WHAT TO DO: Pull out every line of the records that contains the string "tile", matching case exactly, and copy each such line in full.

(Records from a segmentation dataset)
-- start --
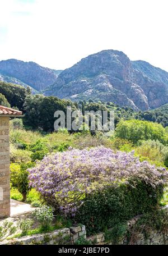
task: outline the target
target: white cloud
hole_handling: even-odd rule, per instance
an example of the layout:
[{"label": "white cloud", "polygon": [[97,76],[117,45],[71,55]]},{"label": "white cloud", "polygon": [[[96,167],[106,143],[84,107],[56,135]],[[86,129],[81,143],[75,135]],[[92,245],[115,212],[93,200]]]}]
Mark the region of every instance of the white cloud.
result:
[{"label": "white cloud", "polygon": [[0,24],[6,29],[0,29],[1,59],[60,69],[90,54],[114,49],[168,71],[167,2],[1,1]]}]

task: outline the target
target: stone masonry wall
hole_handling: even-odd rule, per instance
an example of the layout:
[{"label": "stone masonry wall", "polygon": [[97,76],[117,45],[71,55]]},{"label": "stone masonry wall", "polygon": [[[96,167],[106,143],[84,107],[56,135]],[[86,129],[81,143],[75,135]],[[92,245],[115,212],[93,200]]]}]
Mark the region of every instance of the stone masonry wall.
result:
[{"label": "stone masonry wall", "polygon": [[0,218],[10,216],[9,119],[0,116]]},{"label": "stone masonry wall", "polygon": [[[128,243],[125,237],[121,237],[117,243],[114,244],[111,241],[105,241],[104,233],[101,232],[95,235],[86,237],[86,231],[84,225],[71,227],[55,230],[55,231],[25,236],[20,238],[4,241],[0,243],[1,245],[66,245],[74,244],[80,239],[83,237],[91,241],[94,245],[113,245],[113,244],[130,244]],[[139,234],[137,240],[133,244],[138,245],[167,245],[168,233],[152,231],[147,237],[143,234]]]}]

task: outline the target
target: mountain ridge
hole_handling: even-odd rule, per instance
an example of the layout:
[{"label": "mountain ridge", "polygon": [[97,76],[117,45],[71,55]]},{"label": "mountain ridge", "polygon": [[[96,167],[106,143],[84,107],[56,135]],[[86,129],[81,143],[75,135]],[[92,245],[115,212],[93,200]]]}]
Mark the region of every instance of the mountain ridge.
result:
[{"label": "mountain ridge", "polygon": [[44,93],[73,100],[112,101],[136,110],[154,108],[168,102],[168,84],[152,79],[136,65],[135,68],[134,62],[123,52],[104,50],[63,71]]},{"label": "mountain ridge", "polygon": [[44,67],[32,61],[16,59],[0,61],[0,80],[30,86],[36,92],[53,84],[61,71]]}]

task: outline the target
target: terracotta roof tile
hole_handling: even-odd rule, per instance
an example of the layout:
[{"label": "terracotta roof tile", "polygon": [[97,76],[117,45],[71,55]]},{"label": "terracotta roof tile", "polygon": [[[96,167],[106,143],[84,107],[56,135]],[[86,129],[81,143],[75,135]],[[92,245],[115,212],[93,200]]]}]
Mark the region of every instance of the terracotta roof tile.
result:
-- end --
SOLUTION:
target: terracotta roof tile
[{"label": "terracotta roof tile", "polygon": [[97,76],[117,45],[71,55]]},{"label": "terracotta roof tile", "polygon": [[[96,167],[106,143],[84,107],[56,135]],[[86,129],[81,143],[75,135]],[[92,245],[115,212],[93,200]]]}]
Mark the region of every instance of the terracotta roof tile.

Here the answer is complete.